- [Work item]
A word-for-word copy of the whole listing is the required answer.

- [Given records]
_ _ _ _ _

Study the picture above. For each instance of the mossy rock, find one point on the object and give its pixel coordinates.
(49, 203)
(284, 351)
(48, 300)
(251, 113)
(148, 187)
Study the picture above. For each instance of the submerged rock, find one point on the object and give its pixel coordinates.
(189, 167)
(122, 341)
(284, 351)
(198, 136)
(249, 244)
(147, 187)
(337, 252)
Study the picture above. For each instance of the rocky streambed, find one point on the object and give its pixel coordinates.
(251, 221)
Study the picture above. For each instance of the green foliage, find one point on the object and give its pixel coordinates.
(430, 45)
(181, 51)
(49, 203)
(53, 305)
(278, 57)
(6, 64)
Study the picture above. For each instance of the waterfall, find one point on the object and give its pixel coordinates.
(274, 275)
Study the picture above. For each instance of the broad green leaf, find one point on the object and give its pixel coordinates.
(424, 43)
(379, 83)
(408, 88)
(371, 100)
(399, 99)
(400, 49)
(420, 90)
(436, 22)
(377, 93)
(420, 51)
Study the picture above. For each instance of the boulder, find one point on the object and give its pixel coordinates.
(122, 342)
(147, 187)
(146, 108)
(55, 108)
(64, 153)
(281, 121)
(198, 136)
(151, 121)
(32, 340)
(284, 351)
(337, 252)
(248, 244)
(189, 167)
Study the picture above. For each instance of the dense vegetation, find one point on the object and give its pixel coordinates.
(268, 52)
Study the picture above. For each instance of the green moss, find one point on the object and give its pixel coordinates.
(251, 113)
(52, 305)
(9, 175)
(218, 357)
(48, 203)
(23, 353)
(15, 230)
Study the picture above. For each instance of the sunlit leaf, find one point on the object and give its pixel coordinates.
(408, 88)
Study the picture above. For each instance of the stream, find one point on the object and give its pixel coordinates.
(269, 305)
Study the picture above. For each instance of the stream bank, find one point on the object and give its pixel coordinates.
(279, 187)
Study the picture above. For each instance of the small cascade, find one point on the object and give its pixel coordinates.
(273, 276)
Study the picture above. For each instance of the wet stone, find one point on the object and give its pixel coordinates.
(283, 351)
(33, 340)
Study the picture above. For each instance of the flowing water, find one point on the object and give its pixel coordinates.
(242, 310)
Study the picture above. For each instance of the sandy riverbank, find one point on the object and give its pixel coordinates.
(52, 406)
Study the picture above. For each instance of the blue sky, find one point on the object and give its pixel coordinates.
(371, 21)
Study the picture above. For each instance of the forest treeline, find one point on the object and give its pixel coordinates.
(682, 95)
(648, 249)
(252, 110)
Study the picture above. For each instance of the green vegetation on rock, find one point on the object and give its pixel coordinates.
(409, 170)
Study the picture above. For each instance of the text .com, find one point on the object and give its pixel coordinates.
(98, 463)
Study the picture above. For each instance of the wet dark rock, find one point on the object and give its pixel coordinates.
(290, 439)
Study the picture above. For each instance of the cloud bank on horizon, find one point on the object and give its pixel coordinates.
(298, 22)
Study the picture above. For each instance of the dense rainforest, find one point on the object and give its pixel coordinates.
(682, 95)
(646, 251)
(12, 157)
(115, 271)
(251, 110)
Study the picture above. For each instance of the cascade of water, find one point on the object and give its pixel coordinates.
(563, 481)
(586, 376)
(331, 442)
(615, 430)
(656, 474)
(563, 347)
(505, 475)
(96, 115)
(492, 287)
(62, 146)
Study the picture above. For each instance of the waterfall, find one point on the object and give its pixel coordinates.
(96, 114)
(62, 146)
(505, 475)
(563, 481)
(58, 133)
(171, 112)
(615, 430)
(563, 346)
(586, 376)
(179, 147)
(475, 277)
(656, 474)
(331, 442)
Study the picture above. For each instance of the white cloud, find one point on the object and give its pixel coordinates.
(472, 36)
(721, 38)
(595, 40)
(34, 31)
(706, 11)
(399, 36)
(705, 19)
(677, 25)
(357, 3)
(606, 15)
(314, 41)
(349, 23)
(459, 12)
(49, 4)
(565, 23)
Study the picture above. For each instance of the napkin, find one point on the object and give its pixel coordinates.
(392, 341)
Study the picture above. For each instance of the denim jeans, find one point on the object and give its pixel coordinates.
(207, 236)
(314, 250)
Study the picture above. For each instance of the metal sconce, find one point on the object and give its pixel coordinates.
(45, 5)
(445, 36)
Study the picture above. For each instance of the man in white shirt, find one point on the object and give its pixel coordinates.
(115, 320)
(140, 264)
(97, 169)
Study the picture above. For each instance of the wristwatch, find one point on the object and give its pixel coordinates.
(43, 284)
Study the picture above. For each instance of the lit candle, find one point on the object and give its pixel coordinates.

_ _ _ _ _

- [Result for this exercise]
Study the picture above. For each instance of the mossy rock, find one point on the object and give its pixel coordinates.
(49, 203)
(284, 351)
(48, 300)
(251, 113)
(148, 187)
Study the picture above. For each instance of the submerged rock, find one point on the object and give its pixel coordinates.
(189, 167)
(122, 341)
(284, 351)
(198, 136)
(249, 244)
(147, 187)
(337, 252)
Study the picture above. For each instance of the rocky streambed, find one point on the object and give its pixel coordinates.
(251, 221)
Study the picture above. For each instance of the green foliage, find one point on the object and give its pixel coordinates.
(430, 45)
(181, 51)
(49, 203)
(53, 305)
(278, 57)
(6, 64)
Study the picture above. For each instance of the waterfall, find one point on the object and give its pixel coordinates.
(274, 275)
Study the picture above. For each instance of the broad green leaf, find one point on the object and give its pixel coordinates.
(424, 43)
(379, 83)
(408, 88)
(371, 100)
(399, 99)
(400, 49)
(420, 90)
(436, 22)
(377, 93)
(420, 51)
Study the picture above. For each instance of the boulder, find one point on the object and give its pixel coordinates.
(122, 342)
(147, 187)
(146, 108)
(55, 108)
(64, 153)
(281, 121)
(198, 136)
(151, 121)
(32, 340)
(284, 351)
(337, 252)
(248, 244)
(189, 167)
Study the picture above. For each instance of the dense vegetation, find one point on the object and give its pixel coordinates.
(268, 52)
Study the picture above. For each instance of the green moss, find one point on the object and give its pixel coordinates.
(251, 113)
(52, 305)
(9, 175)
(218, 357)
(48, 203)
(23, 353)
(15, 230)
Study the picture above. For each instance of the sunlit leaf, find one point on the object and give its pixel coordinates.
(408, 88)
Study the picture above. For each instance of the stream, find one point on the object and give its pixel coordinates.
(269, 305)
Study the picture above. For each instance of the stream bank, find one point on the object and give its pixel coordinates.
(279, 187)
Study the picture above. For each instance of the small cascade, find one point on the object and give its pixel coordinates.
(273, 276)
Study the picture above. For each instance of the wet stone, find one point on the object and give its pixel coordinates.
(283, 351)
(33, 340)
Study the picture above. For each instance of the flowing water, find one point on the object and give its pixel coordinates.
(242, 310)
Study the picture above. For each instance of the sandy riverbank, find one point on the object and give its pixel coordinates.
(52, 406)
Study the picture above. For each instance of the blue sky, find one point on the object and give its pixel coordinates.
(371, 21)
Study the picture above. For each instance of the forest treeline, find one point on the object and give its pixel coordinates.
(682, 95)
(648, 249)
(252, 110)
Study the picture above. For each instance of the green vegetation on rock, find one point on the object and give its pixel coordinates.
(409, 170)
Study the picture above. For each instance of the text .com, find one point on the object and give its pixel coordinates.
(98, 463)
Study the picture above. For each instance of the wet dark rock, find one point on the object and give its pixel coordinates.
(290, 439)
Study the picture above. For each instance of the cloud bank on horizon, find one point on the object and give its pixel coordinates.
(298, 22)
Study the picture above. For each instance of the dense rainforest, find one point on the object and give its pixel coordinates.
(682, 95)
(646, 251)
(12, 157)
(115, 271)
(251, 110)
Study the picture above. For each instance of the cascade of water, find one point on the object and give its pixel coordinates.
(563, 481)
(586, 376)
(331, 442)
(615, 430)
(656, 474)
(563, 347)
(505, 475)
(96, 115)
(492, 287)
(62, 146)
Study the picture above. For each instance of the waterfall, find one point on the object and give its pixel coordinates.
(96, 114)
(62, 146)
(505, 475)
(563, 481)
(58, 133)
(171, 112)
(615, 430)
(563, 346)
(586, 376)
(179, 147)
(475, 277)
(656, 474)
(331, 442)
Study the picture above. For each instance of the white cloud, find one point on the object and give its pixel coordinates.
(472, 36)
(721, 38)
(595, 40)
(34, 31)
(706, 11)
(399, 36)
(705, 19)
(677, 25)
(357, 3)
(606, 15)
(314, 41)
(349, 23)
(459, 12)
(49, 4)
(565, 23)
Study the picture above. For each instance of the napkin, find one point on the object and give its pixel coordinates.
(392, 341)
Study the picture above. For each instance of the denim jeans, find one point on the object and give its pixel coordinates.
(207, 236)
(314, 250)
Study the picture above. For each instance of the metal sconce, find one point on the object and give its pixel coordinates.
(45, 5)
(445, 36)
Study the picture above. For each instance of the man in white shirt, find one point on the object and give its pixel coordinates.
(115, 320)
(140, 264)
(97, 169)
Study the picture above. For each instance of the wristwatch, find one point on the object and give its pixel coordinates.
(43, 284)
Study the picture above. For each instance of the lit candle, find one point on the object and give its pixel coordinates.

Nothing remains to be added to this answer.